| Task item |
From the entries that follow, gather each line holding the word "shadow".

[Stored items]
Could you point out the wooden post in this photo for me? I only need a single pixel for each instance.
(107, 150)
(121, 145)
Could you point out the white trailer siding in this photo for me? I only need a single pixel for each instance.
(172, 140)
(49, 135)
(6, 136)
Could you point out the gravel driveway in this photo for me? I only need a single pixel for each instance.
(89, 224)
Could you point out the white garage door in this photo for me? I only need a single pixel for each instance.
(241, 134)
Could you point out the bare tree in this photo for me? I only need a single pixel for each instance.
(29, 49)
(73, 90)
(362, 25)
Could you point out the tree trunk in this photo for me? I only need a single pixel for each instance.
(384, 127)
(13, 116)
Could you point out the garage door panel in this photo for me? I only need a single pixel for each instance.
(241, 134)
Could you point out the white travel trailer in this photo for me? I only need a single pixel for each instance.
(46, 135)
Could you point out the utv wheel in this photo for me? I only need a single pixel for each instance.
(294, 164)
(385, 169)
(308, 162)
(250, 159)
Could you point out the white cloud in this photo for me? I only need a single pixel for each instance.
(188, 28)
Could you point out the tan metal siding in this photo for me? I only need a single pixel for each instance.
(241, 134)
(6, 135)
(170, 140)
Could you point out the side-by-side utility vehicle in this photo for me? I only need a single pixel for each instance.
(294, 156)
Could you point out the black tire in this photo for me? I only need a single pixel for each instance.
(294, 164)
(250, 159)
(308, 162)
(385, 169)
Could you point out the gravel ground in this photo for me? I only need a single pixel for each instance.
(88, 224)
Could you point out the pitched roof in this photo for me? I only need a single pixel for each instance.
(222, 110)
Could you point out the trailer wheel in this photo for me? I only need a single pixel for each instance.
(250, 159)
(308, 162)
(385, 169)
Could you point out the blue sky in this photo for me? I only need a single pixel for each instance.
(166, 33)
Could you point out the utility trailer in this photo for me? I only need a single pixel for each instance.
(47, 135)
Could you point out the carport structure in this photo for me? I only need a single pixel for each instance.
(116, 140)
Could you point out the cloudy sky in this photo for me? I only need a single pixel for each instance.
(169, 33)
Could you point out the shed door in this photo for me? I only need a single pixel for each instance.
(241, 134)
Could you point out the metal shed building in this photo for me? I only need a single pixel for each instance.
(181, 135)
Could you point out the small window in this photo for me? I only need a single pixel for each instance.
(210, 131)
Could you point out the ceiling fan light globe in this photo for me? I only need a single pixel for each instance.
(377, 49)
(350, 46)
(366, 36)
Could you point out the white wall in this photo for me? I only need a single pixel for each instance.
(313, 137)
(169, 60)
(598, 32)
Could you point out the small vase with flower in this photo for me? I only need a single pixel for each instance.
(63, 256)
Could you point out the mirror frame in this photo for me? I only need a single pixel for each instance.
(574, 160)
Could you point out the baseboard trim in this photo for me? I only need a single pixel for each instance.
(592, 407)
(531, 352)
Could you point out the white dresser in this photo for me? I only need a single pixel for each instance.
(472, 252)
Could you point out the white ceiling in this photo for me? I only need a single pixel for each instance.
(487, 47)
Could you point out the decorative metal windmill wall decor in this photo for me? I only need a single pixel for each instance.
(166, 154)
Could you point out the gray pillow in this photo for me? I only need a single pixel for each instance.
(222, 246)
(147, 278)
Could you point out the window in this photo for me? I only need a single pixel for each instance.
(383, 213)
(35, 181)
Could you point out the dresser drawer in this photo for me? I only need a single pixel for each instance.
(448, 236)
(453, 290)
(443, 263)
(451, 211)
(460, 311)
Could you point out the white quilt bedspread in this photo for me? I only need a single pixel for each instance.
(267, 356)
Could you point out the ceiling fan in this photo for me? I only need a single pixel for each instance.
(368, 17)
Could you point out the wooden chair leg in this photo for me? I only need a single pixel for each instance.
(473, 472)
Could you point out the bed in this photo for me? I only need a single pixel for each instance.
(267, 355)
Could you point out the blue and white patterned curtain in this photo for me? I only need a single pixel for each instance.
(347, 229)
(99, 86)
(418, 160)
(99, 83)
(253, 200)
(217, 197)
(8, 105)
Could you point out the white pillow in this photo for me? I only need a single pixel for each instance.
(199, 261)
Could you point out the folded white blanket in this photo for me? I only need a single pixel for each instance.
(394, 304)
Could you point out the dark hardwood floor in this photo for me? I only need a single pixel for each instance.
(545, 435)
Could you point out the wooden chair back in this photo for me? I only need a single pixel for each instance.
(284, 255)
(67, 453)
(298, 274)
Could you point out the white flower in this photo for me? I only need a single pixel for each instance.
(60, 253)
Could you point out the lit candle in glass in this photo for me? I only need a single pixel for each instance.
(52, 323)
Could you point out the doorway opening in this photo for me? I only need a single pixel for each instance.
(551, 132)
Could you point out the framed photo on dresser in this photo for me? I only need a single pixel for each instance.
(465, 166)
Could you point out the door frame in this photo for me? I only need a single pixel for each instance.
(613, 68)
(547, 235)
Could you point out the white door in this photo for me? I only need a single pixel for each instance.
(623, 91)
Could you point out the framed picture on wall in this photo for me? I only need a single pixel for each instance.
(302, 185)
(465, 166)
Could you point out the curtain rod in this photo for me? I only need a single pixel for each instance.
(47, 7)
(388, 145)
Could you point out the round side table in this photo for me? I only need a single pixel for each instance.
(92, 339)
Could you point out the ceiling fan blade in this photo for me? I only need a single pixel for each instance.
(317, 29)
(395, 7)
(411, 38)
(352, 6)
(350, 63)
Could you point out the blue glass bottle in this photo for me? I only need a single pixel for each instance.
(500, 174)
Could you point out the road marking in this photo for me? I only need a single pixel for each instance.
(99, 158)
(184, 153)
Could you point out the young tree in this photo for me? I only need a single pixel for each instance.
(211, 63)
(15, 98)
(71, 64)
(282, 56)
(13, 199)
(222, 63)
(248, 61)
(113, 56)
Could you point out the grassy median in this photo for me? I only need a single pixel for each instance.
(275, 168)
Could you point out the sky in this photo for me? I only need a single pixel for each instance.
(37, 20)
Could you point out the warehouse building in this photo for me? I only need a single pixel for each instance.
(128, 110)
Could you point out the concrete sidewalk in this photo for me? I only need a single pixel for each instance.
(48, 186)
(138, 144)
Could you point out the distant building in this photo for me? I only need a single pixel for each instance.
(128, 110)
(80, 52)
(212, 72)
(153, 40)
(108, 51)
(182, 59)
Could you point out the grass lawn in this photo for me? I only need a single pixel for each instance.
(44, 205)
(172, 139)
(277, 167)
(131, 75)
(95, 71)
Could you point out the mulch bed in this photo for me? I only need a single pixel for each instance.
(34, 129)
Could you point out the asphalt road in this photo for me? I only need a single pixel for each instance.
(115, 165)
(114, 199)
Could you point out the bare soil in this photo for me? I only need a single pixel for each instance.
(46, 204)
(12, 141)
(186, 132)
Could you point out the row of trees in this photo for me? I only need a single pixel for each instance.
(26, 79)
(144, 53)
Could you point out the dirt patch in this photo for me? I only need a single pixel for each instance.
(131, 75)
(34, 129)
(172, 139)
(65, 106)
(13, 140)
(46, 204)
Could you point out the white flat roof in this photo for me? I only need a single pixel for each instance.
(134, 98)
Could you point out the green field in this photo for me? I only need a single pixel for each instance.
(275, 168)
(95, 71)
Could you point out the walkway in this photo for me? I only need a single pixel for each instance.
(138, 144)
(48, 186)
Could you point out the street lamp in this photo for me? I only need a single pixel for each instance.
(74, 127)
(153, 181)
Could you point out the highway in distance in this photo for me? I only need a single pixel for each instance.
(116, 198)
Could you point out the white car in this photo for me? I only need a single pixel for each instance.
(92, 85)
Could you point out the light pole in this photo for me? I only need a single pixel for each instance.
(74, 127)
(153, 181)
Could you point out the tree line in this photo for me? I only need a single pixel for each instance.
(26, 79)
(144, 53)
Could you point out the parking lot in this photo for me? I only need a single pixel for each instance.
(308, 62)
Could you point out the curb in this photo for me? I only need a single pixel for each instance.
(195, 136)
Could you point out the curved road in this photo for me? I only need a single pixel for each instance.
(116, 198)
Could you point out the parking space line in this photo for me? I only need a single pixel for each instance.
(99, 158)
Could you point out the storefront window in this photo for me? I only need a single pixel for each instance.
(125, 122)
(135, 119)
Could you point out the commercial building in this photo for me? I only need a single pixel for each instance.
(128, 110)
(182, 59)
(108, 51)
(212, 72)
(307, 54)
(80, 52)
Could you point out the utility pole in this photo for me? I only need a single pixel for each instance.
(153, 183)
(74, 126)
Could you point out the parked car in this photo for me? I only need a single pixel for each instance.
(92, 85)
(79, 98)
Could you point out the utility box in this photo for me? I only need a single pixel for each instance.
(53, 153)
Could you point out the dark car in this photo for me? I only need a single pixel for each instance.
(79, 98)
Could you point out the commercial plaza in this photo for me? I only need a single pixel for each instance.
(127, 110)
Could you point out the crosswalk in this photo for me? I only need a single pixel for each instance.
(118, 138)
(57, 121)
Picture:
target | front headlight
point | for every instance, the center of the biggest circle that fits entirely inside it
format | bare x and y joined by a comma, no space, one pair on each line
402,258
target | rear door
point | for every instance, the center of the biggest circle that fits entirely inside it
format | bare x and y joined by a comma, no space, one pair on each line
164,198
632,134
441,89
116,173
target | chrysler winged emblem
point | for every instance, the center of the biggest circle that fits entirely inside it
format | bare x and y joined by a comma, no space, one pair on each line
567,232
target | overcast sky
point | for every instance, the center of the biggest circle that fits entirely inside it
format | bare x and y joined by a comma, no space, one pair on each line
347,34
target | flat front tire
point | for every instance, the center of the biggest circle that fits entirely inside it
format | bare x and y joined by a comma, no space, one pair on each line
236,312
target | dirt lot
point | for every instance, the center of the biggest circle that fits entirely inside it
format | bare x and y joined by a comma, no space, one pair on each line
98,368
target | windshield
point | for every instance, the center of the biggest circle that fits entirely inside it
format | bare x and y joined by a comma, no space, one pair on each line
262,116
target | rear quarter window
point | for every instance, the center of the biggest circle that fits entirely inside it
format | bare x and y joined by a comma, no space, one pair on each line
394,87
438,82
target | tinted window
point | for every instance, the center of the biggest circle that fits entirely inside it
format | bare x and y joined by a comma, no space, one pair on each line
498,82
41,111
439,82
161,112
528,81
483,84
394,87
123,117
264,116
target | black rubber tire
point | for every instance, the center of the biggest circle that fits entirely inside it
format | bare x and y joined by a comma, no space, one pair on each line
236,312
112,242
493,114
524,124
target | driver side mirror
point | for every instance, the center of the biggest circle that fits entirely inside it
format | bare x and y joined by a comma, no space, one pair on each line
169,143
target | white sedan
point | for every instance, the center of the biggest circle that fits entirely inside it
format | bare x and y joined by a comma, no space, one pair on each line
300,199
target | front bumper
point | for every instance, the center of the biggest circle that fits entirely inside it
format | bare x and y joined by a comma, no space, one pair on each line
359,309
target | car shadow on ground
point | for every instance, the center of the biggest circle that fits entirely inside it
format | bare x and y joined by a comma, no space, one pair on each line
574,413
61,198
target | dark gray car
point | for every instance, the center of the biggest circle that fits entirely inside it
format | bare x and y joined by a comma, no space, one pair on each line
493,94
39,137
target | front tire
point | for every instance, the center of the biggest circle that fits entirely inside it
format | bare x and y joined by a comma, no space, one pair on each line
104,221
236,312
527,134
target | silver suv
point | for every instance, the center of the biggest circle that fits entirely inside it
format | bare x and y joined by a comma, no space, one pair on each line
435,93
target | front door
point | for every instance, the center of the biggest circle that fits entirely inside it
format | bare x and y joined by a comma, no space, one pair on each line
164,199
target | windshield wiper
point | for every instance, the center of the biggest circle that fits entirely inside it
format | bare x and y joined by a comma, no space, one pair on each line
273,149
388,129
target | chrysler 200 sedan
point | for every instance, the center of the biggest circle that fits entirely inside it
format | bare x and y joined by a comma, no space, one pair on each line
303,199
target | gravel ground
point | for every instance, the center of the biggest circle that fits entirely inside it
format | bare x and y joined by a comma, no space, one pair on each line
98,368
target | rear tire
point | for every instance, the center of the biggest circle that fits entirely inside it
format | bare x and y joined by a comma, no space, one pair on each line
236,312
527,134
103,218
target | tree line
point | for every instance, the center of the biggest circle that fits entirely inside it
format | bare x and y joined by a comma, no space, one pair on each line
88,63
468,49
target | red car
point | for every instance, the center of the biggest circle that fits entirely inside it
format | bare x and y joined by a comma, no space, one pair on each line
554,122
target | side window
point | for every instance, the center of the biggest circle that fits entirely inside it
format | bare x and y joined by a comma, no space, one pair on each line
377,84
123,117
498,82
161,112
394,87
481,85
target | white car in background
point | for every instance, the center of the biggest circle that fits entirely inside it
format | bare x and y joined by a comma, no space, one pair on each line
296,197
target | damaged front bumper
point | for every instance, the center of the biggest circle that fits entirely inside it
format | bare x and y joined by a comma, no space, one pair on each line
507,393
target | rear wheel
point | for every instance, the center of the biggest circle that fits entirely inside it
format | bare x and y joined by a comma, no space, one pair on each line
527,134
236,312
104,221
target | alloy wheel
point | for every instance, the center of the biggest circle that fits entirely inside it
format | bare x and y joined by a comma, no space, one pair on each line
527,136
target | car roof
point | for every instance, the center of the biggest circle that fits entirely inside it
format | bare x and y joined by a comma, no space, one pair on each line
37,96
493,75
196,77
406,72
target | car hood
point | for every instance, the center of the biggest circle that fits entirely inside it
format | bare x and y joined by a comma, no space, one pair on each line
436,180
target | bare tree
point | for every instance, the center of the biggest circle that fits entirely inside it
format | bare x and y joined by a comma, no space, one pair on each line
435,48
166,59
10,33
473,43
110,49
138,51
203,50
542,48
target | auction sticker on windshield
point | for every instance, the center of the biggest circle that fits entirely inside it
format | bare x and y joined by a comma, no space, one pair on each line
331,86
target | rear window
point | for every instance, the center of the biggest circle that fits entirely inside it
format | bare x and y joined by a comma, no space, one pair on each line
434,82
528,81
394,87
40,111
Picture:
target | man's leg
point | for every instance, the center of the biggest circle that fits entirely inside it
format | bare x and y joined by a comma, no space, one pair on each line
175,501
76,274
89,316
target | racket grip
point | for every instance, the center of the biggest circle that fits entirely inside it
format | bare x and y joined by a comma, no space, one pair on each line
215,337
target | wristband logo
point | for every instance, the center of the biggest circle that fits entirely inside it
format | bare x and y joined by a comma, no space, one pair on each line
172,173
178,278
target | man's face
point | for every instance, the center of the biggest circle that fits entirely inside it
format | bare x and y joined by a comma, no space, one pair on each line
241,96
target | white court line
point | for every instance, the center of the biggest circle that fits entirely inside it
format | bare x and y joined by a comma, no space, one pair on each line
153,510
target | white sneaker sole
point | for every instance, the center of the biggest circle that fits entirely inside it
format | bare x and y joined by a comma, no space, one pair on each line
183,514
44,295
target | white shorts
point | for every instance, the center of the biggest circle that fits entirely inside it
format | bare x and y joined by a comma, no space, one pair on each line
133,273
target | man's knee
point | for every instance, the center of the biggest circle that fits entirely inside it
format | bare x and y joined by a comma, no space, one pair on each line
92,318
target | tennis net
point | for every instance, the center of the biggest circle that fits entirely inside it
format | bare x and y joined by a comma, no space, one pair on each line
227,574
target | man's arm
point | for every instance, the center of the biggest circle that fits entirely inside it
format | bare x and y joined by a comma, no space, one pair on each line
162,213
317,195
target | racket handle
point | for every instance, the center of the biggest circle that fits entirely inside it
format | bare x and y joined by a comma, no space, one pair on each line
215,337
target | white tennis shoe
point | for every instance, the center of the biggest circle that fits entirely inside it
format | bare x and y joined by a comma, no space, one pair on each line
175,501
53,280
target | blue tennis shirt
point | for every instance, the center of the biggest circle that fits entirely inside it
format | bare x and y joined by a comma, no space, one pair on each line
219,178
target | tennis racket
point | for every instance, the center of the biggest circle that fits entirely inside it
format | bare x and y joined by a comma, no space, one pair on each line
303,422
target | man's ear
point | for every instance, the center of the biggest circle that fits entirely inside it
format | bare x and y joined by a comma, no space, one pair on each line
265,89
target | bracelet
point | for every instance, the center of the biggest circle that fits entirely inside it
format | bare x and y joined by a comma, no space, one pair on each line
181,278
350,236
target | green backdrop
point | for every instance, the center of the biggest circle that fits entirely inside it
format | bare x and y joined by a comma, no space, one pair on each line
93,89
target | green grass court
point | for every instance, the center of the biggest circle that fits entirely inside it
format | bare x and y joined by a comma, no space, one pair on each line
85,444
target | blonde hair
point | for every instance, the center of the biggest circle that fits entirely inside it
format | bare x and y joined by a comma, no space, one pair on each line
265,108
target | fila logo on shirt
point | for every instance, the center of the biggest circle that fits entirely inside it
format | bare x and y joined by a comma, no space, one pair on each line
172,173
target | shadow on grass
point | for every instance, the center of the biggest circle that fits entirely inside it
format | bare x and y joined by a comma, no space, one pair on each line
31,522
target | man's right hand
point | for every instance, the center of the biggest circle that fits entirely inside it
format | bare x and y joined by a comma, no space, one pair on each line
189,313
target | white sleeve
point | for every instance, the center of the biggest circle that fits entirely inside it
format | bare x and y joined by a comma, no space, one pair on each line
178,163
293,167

| Solution to the exercise |
target | car shadow on ground
target | shadow on grass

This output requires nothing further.